--- Activity list ---
A: Answer these questions from the passage about the Anji Bridge, one answer per line:
(i) In what year did the Sui dynasty start taking back imperial control?
(ii) How long was the Grand Canal?
(iii) Who directed the masons and other craftsmen who built the bridge?
B: Extend the passage about the Anji Bridge by writing what comes after its last sentence.

Starting from 581 CE, the Sui dynasty reasserted imperial control over the competing powers that had ruled various regions of China since the decline of the Han dynasty in the third century. Thus immense public works projects were carried out, including the rebuilding of two grand imperial capitals, the excavation of the 2400-kilometer-long Grand Canal, and major improvements to the fortifications that predated the Great Wall. Economically, the long-distance transport of goods and men was a critical component to the interests and sustainability of the ruling house. The movement of goods by land south and southwest from the North China Plain to the Central Plains around Kaifeng and Luoyang followed a path that crossed the Xiao River near Luanzhou (later Zhaozhou and now Zhao County) in today's Hebei province. Flowing west to east through a plain that was relatively low-lying on both sides, the Xiao River was an important artery for transporting goods, but an impediment to continuous overland movement and the economic integration of China's regions.

It was under these circumstances that Li Chun, who directed masons and other craftsmen, built the Anji (Safe Passage) Bridge, also called Dashi (Great Stone) Bridge. Although Chinese history credits Li Chun with the design and building of the Anji Bridge, no contemporaneous materials recorded the process, however later chronicles do make notes of it in brief.

--- Data supplied ---
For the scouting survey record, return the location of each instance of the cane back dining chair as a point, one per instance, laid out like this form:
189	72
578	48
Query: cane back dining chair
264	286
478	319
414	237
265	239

--- Results of the tasks ---
A:
(i) 581 CE
(ii) 2400 kilometers
(iii) Li Chun

B:
The Anji Bridge is among the most remarkable achievements of Chinese bridge building for exhibiting a segmental arch design of wholly stone construction. This innovation, which occurred between the end of the sixth century and beginning of the seventh century, repudiated conventional wisdom that a semicircular arch was necessary to transfer the weight of a bridge downwards to where the arch tangentially meets the pier. The double pair of openings piercing both ends of the arch spandrel, which as well as accentuating its lithe curvature, lightens the weight of the bridge and facilitates the diversion of flood waters by allowing them to pass through the auxiliary arches rather than pound against the spandrels. The Zhaozhou Bridge is celebrated as China's oldest standing bridge and the oldest open spandrel stone bridge in the world.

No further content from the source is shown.